→ **The task**:
Pick out every line of the data below that contains the word "fence", and reproduce each line in full. The match is case-sensitive.

→ **Supplied material**:
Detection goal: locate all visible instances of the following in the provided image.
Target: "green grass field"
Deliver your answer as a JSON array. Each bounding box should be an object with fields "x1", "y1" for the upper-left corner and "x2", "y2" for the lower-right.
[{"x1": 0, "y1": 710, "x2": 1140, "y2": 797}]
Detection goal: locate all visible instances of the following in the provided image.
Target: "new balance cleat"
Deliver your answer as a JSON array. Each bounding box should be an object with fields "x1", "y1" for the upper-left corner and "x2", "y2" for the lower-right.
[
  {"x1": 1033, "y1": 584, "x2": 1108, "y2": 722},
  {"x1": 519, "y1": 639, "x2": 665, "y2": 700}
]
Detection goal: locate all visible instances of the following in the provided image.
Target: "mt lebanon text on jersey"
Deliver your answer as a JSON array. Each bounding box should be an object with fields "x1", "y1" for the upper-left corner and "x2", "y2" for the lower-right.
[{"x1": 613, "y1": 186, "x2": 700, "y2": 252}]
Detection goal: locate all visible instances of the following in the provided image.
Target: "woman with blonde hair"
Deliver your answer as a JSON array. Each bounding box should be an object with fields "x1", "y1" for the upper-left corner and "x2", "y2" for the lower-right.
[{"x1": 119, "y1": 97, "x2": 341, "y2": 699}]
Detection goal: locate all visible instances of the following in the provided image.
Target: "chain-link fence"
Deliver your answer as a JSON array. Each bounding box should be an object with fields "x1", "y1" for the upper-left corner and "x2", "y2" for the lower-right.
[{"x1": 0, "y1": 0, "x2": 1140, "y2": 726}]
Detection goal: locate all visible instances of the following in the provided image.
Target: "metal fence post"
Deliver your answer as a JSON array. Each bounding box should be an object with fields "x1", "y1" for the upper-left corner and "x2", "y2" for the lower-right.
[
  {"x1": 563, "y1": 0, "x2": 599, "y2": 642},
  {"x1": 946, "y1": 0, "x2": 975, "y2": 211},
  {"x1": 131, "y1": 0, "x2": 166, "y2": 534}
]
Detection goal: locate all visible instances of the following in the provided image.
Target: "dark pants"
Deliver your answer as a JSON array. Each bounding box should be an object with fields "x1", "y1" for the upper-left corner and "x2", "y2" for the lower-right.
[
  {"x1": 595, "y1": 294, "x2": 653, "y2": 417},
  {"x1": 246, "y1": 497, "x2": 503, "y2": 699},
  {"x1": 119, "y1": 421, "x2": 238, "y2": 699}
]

→ **Result below**:
Target: "chain-link fence"
Target: "metal fence post"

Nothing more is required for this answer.